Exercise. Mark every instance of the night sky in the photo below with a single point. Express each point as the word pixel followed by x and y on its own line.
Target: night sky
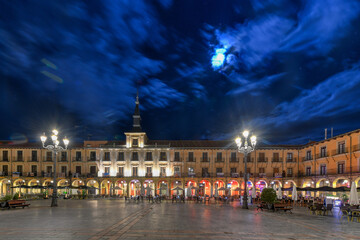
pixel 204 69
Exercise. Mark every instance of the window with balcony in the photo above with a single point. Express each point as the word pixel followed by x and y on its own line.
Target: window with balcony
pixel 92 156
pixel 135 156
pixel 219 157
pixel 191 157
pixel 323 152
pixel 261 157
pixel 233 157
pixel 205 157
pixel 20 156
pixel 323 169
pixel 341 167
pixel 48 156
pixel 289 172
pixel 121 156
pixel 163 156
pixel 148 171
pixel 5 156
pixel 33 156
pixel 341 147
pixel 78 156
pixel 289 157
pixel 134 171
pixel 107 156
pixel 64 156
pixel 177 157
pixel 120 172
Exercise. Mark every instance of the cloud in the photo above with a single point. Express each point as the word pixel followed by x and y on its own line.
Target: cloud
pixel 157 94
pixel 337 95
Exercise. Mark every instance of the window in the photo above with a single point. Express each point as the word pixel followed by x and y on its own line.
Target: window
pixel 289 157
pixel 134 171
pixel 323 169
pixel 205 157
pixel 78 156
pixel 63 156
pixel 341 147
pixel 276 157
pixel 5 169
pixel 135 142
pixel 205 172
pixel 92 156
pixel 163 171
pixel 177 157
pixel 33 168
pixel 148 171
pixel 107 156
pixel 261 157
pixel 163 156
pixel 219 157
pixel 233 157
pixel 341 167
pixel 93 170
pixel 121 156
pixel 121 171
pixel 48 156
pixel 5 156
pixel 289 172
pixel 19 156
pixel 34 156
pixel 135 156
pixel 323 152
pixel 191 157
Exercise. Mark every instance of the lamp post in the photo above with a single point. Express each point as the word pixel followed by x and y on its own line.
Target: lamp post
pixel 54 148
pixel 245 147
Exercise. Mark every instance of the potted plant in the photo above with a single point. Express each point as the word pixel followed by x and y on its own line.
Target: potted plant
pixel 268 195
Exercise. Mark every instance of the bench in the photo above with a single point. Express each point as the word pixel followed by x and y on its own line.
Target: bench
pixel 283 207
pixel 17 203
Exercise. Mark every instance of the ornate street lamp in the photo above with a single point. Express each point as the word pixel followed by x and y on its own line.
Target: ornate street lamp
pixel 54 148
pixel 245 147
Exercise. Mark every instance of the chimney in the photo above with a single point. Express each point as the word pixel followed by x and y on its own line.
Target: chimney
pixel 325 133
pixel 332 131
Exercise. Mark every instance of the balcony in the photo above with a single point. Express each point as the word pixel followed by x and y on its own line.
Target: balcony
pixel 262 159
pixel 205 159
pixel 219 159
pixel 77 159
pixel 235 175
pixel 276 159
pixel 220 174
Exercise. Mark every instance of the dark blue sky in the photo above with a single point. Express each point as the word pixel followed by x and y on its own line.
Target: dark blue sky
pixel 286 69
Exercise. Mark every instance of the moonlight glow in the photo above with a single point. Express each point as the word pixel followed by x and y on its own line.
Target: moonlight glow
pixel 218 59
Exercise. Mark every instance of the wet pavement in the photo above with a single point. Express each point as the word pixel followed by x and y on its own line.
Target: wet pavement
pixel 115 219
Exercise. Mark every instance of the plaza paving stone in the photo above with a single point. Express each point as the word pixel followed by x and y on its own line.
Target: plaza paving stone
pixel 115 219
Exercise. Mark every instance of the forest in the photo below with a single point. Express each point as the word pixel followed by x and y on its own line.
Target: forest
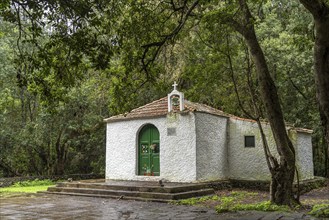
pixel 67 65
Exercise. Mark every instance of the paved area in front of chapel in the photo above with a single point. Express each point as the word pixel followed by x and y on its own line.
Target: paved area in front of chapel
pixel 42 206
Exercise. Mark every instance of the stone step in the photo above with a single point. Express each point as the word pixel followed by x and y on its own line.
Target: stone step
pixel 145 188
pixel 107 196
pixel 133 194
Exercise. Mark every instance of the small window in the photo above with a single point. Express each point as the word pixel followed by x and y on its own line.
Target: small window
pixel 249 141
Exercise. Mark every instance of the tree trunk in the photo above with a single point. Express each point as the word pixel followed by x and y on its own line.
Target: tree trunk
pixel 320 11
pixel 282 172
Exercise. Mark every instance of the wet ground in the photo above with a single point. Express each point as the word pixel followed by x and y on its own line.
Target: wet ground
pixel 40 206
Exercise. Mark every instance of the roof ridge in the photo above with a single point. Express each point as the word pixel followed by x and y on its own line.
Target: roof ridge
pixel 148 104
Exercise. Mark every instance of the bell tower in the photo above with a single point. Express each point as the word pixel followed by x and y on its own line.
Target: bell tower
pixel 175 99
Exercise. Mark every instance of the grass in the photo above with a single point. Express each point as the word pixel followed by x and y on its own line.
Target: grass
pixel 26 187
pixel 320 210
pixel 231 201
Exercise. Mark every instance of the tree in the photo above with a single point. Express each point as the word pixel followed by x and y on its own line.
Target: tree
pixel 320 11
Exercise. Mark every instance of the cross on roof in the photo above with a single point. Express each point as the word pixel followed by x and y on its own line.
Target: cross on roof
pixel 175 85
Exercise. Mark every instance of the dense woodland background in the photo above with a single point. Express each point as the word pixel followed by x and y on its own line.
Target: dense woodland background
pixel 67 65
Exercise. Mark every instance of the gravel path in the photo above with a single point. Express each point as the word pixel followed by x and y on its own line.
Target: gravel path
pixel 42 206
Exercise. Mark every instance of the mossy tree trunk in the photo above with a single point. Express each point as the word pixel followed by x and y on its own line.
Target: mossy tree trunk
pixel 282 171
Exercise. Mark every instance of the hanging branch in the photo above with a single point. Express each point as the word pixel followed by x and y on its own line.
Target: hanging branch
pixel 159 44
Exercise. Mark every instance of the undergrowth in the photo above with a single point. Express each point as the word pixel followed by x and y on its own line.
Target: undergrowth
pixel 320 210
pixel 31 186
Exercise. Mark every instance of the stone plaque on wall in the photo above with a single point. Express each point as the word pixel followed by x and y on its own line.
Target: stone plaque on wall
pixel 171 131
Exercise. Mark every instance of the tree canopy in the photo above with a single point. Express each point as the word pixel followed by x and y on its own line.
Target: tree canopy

- [REQUIRED TASK] All the lines above are to be given again exactly as they read, with the pictures removed.

- [EXPECTED ANSWER]
Exercise. Mark every instance of the night sky in the photo below with a single point. Express each point as the word pixel followed by x and y on its own line.
Target: night sky
pixel 204 69
Exercise. Mark every instance of the window with balcony in the photo above with a single point. Express each point as the word pixel followed by x and y on its own line.
Target: window with balcony
pixel 92 156
pixel 135 156
pixel 219 157
pixel 191 157
pixel 323 152
pixel 261 157
pixel 233 157
pixel 205 157
pixel 20 156
pixel 323 169
pixel 341 167
pixel 48 156
pixel 289 172
pixel 121 156
pixel 163 156
pixel 148 171
pixel 5 156
pixel 33 156
pixel 341 147
pixel 78 156
pixel 289 157
pixel 134 171
pixel 107 156
pixel 64 156
pixel 177 157
pixel 120 172
Exercise. Mark every instance of the cloud in the photo above with a single point. Express each point as the word pixel followed by x and y on its own line.
Target: cloud
pixel 157 94
pixel 337 95
Exercise. Mark every instance of the window in the photo above with a single point. Express each point as the word pixel followed by x and y on its own line.
Target: window
pixel 289 157
pixel 134 171
pixel 323 169
pixel 205 157
pixel 78 156
pixel 63 156
pixel 341 147
pixel 276 157
pixel 5 169
pixel 135 142
pixel 205 172
pixel 92 156
pixel 163 171
pixel 177 157
pixel 33 168
pixel 148 171
pixel 107 156
pixel 261 157
pixel 163 156
pixel 219 157
pixel 233 157
pixel 341 167
pixel 93 170
pixel 121 156
pixel 121 171
pixel 48 156
pixel 5 156
pixel 289 172
pixel 19 156
pixel 34 156
pixel 135 156
pixel 323 152
pixel 191 157
Exercise. Mark every instance of the lamp post in the photo above with a single point. Express each point as the word pixel followed by x and y on its own line.
Target: lamp post
pixel 54 148
pixel 245 147
Exercise. Mark every instance of the potted plant in the photo above with a single point. Express each point as the word pixel followed by x and y on its own line.
Target: potted plant
pixel 268 195
Exercise. Mark every instance of the bench in the photo above with a single point. Express each point as the word pixel followed by x and y on its own line.
Target: bench
pixel 283 207
pixel 17 203
Exercise. Mark every instance of the ornate street lamp in the photo above with a single point. Express each point as the word pixel followed by x and y on its own line.
Target: ornate street lamp
pixel 54 148
pixel 245 147
Exercise. Mark every instance of the chimney in the photo above with a single point. Express each point as the word pixel followed by x and y on its own line.
Target: chimney
pixel 325 133
pixel 332 131
Exercise. Mark every instance of the balcony in the photo above with a single point. Express each point as the word pixel followed by x and y on its own line.
Target: balcony
pixel 262 159
pixel 205 159
pixel 219 159
pixel 77 159
pixel 235 175
pixel 276 159
pixel 220 174
Exercise. Mark every instance of the dark blue sky in the photo above with a single point. Express each point as the word pixel followed by x and y on its own line.
Target: dark blue sky
pixel 286 69
Exercise. Mark every instance of the moonlight glow in the photo above with a single point. Express each point as the word pixel followed by x and y on its own line.
Target: moonlight glow
pixel 218 59
Exercise. Mark every instance of the wet pavement in the photo above with a single point. Express each point as the word pixel followed by x and y on its own line.
Target: wet pavement
pixel 115 219
Exercise. Mark every instance of the plaza paving stone in the photo above with a single point. Express each point as the word pixel followed by x and y on its own line.
Target: plaza paving stone
pixel 115 219
Exercise. Mark every instance of the forest in the photo below with a single point. Express each point as the word pixel followed by x and y on its own line.
Target: forest
pixel 67 65
Exercise. Mark every instance of the paved area in front of chapel in the photo above with a single point. Express each point as the word pixel followed by x and y on its own line.
Target: paved area in front of chapel
pixel 42 206
Exercise. Mark every instance of the stone step in the photo above with a single point. Express each point as the word pixel followed by x and y on its own line.
Target: stone step
pixel 145 188
pixel 107 196
pixel 133 194
Exercise. Mark every instance of the small window in the photo above with a single point. Express each point as the word pixel followed by x and y on its own line.
Target: small window
pixel 249 141
Exercise. Mark every instance of the tree trunk in the photo above with a single point. Express each point as the word pixel followed by x and y on its own line.
Target: tree trunk
pixel 320 11
pixel 282 172
Exercise. Mark every instance of the wet ground in the photo above with a single point. Express each point as the word pixel followed by x and y on its own line.
Target: wet ground
pixel 40 206
Exercise. Mark every instance of the roof ridge in the photo above with a single point. Express each point as the word pixel followed by x and y on its own line.
Target: roof ridge
pixel 148 104
Exercise. Mark every instance of the bell tower in the photo above with a single point. Express each point as the word pixel followed by x and y on its own line.
Target: bell tower
pixel 175 99
Exercise. Mark every instance of the grass in the photo above with a single point. Express each point as the word pixel followed by x and y on its own line.
Target: grass
pixel 26 187
pixel 320 210
pixel 231 201
Exercise. Mark every instance of the tree in the photo above with a single point. Express each point as the word pixel followed by x and y on its own line.
Target: tree
pixel 320 11
Exercise. Mark every instance of the cross on roof in the photo above with a single point. Express each point as the word pixel followed by x and y on its own line.
Target: cross on roof
pixel 175 85
Exercise. Mark every instance of the dense woodland background in the photo above with a single point. Express each point as the word pixel followed by x and y on its own line.
Target: dense woodland background
pixel 67 65
Exercise. Mark every instance of the gravel path in the photo above with a single point. Express each point as the word pixel followed by x and y on its own line.
Target: gravel path
pixel 42 206
Exercise. Mark every instance of the mossy tree trunk in the photo above with a single point. Express each point as the word pixel followed by x and y on its own line.
Target: mossy tree trunk
pixel 282 171
Exercise. Mark every instance of the hanging branch in the photo above with a single point. Express each point as the word pixel followed by x and y on its own line.
Target: hanging branch
pixel 159 44
Exercise. Mark every instance of the undergrowth in the photo above with a single point. Express each point as the word pixel followed by x and y on its own line.
Target: undergrowth
pixel 320 210
pixel 31 186
Exercise. Mark every instance of the stone plaque on wall in the photo above with a single point. Express each point as the word pixel followed by x and y on its own line.
Target: stone plaque on wall
pixel 171 131
Exercise. Mark every instance of the tree canopy in the photo above with a single point. Express each point as the word pixel followed by x and y on its own line.
Target: tree canopy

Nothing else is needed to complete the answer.